*Text provided*.
%%

In 2017, I began writing Tales from South America, a collection of stories about the local people, realities, and legends from my solo motorcycle adventure through South America. Having built an audience using blogging and social media, I funded the book with a successful IndieGoGo campaign. In this article, I’ll share my tips for financing a self-published book and running a successful crowdfunding campaign.

Background

In 2016-2018, I published two travel and adventure motorcycle books in Lithuania with traditional publishers. From my experience in traditional publishing, I learned a lot about the steps that go into creating a book. When I decided to self-publish Tales from South America, I decided to crowdfund it to make the project as successful as possible.

The cover of my self-published book

Crowdfunding is a good option for self-published writers. IndieGoGo doubles as a pre-sales platform, so a successful crowdfunding campaign also markets your book. I found that it’s easier to ask people for money when I could offer them a future product instead of just asking for a favor. Since I had a well-defined budget and timeline, I could confidently guarantee the book to my backers. To make the book a reality, all I needed was a great editor, a designer, and a printing house.

My IndiegoGo campaign ended up being 112% funded. I raised $7,692, more than enough to cover the publishing costs. I donated most of the extra cash (5%) to struggling families I met in South America.

Crowdfunding on Indiegogo gave me the opportunity to make and publish my dream book, and I also learned heaps about online marketing, the importance of true fans, and social media. In this article, I’ll share my learnings with other people hoping to finance a book, side project, or entrepreneurial venture.

Before the Campaign

Draft a Budget

Every crowdfunder should have a clear, reachable goal and know exactly where the money will go and why. The first thing I did was draft a budget for my campaign finance goal. After getting quotes from editors, designers, and printing houses, I estimated that I needed roughly $6,500 to cover everything:

  • Printing and shipping: $3500.  I estimated that this would be my biggest expense, depending on the volume of copies sold. Tales from South America was going to be a paperback focused on the storytelling, not images, and sold less than 300 copies, so I chose a traditional printing house in Europe. People publishing a large hardback with lots of images or illustrations — like a big photography book, for example — or who expect to publish a lot of copies should consider printing in China to save costs. Alternatively, you can keep costs low by publishing only an e-book, but I wanted my readers to have a physical product instead of just a digital copy.

%%

*Given problem A*.
Answer these questions about the article on crowdfunding a self-published book:
(i) In which years did the author publish two motorcycle books in Lithuania with traditional publishers?
(ii) What percentage of its goal did the IndieGoGo campaign reach?
(iii) Roughly how much money did the author estimate was needed to cover everything?
The article and these entries are unrelated.

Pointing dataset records

%%

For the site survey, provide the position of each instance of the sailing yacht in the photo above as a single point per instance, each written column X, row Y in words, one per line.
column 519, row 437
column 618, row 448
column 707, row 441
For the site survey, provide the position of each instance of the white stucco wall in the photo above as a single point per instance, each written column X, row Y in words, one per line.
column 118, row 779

%%

*Given problem B*. In the entries, starting at the line containing "of the white" and ending at the end of the entries, replace "stucco" with "plaster". Leave everything else unchanged, and give only those lines.

*Result A*.
(i) 2016-2018
(ii) 112%
(iii) Roughly $6,500

*Result B*.
For the site survey, provide the position of each instance of the white plaster wall in the photo above as a single point per instance, each written column X, row Y in words, one per line.
column 118, row 779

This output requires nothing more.